GESTELLTE AUFGABE:
Wer hielt laut dem Text über den Wandel der Medienbranche 1988 die Rede zum 500-Jahr-Jubiläum des Schwabe Verlags?

- Verlag: Schwabe Verlag
- Ausgabe: Gut zum Druck!, Basel 2013, S. 380-385
- ISBN: 978-3-7965-2917-7
Von der Satzautomation zum E-Publishing
Doch selbst der Schwabe Verlag wird sein zweites halbes Jahrtausend nicht allein mit den geistigen Schätzen bestehen können, die er während der ersten 500 Jahre angesammelt hat.» Mit dieser Einschätzung zur Zukunft der Druck- und Verlagsbranche, die Otto Stich Schwabe 1988 in seiner Rede zum 500-Jahr-Jubiläum der Firma mit auf den Weg gab, bewies der damalige Bundespräsident Weitsicht. Was sich in den vergangenen 25 Jahren auf dem Gebiet der Wissensvermittlung und der Kommunikation verändert hat, bestätigt seine Prognose: Die Medienbranche hat sich in dieser kurzen Zeit revolutioniert, digitale Dienste lösen die althergebrachten analogen Medien mehr und mehr ab. Über 550 Jahre sind seit Johannes Gutenbergs Erfindung des Buchdrucks vergangen. War in den ersten fünf Jahrhunderten die drucktechnische Vervielfältigung das einzige Massenmedium zur schriftlichen Wissensverbreitung, so stellen die Möglichkeiten der digitalen Informationstechnologie die Gesellschaft heute vor Herausforderungen, die zu einem weit grösseren Umbruch führen könnten, als die Einführung des Buchdrucks damals bewirkt hat.
Das Buch als Massenmedium am Beginn der Neuzeit
Die europäische Gesellschaft des 15. Jahrhunderts stand beim Übergang in die Neuzeit an einer Schwelle, die von spürbaren Veränderungen geprägt war. Noch war die Welt geografisch und geistig zu erkunden und die Sehnsucht nach Wissen allgegenwärtig; neue Erdteile wurden entdeckt und besiedelt. In dem 1492 geschaffenen Erdglobus von Martin Behaim manifestierte sich dieser Drang nach neuer «Welterkenntnis». Wenn wir Gutenbergs Erfindung in diesem Umfeld betrachten, verstehen wir deren epochale Wirkung. Die Grenzen der Welt wurden neu gezogen, man spürte, dass das bisherige Wissen nicht ausreichte, um die neuen Erkenntnisse einzuordnen. Die Erfindung einer effizienten Vervielfältigungstechnik zur Vermehrung und Verbreitung von Wissen lag förmlich in der Luft.
Das Internet revolutioniert die Medienwelt erneut
Heute steht die Medienbranche erneut vor bahnbrechenden Entwicklungen. Szenarien wie das vom Ende des Buchdrucks sind noch nicht gänzlich in unseren Köpfen angekommen, noch prägt uns die Vorstellung vom Buch als Leitmedium der letzten 500 Jahre. Wenn wir uns aber alleine die letzten 25 Jahre der Mediengeschichte vor Augen führen, können wir kaum voraussehen, was uns das kommende Vierteljahrhundert bringen wird.

[Einträge aus einem Punkt-Annotationsdatensatz]
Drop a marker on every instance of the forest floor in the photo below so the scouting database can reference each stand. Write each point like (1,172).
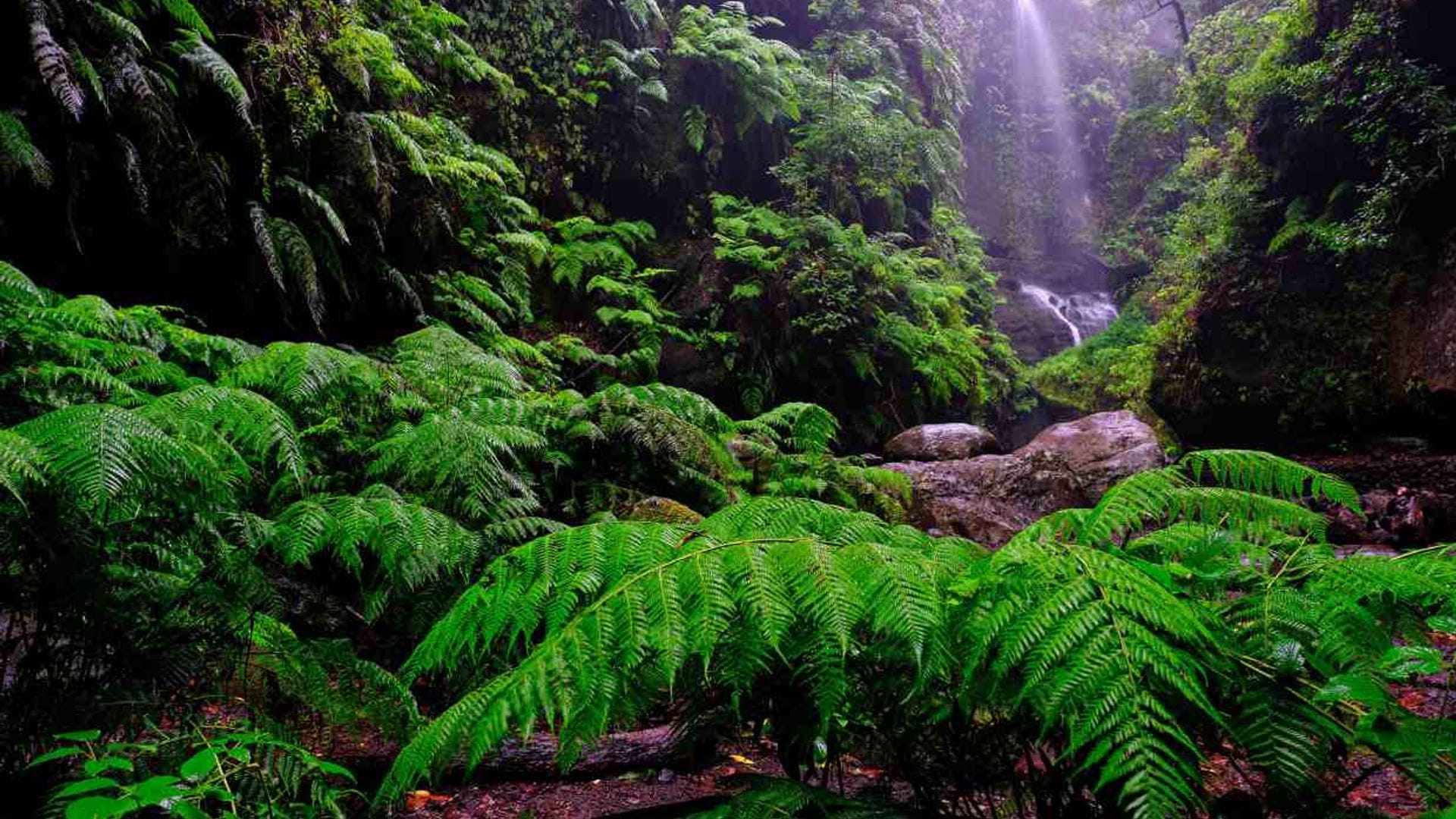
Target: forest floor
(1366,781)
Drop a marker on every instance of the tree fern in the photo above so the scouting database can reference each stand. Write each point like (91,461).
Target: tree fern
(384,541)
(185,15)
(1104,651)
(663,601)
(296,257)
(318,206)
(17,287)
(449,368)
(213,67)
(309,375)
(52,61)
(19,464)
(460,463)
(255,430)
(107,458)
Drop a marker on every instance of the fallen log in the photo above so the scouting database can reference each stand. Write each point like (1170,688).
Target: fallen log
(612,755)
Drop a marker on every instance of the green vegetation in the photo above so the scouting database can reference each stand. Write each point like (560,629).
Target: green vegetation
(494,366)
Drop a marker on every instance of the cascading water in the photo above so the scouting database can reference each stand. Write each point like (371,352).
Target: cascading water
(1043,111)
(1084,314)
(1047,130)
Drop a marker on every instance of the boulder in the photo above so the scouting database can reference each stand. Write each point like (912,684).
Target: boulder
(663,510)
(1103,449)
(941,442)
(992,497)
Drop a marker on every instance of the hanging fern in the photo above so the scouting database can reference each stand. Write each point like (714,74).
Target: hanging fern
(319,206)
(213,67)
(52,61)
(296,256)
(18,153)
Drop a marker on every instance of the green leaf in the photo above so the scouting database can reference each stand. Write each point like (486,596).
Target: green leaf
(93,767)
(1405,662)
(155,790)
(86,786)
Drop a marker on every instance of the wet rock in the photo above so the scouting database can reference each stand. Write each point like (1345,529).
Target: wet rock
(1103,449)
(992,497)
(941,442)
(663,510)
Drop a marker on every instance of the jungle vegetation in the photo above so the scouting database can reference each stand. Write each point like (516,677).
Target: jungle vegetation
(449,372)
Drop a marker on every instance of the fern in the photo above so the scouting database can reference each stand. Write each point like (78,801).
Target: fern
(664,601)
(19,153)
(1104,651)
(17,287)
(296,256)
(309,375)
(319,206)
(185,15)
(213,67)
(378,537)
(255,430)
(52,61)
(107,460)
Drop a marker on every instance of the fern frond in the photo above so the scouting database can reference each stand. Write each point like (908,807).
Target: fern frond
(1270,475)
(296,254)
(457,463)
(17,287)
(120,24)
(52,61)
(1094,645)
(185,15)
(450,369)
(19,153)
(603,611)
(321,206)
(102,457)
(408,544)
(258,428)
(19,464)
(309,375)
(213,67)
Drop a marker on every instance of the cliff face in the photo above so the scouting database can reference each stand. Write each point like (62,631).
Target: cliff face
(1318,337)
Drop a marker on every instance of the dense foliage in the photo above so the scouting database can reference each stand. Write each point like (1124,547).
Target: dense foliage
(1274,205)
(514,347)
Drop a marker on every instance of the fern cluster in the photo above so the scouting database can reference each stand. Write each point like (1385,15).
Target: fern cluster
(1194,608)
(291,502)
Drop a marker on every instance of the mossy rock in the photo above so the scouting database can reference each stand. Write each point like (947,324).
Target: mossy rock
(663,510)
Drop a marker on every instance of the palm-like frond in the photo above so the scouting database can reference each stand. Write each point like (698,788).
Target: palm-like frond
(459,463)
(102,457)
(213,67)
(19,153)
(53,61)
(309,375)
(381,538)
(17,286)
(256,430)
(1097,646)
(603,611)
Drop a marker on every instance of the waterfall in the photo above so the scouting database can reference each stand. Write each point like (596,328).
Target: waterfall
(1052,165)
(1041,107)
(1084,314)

VOLLSTÄNDIGE ANTWORT:
Otto Stich, der damalige Bundespräsident.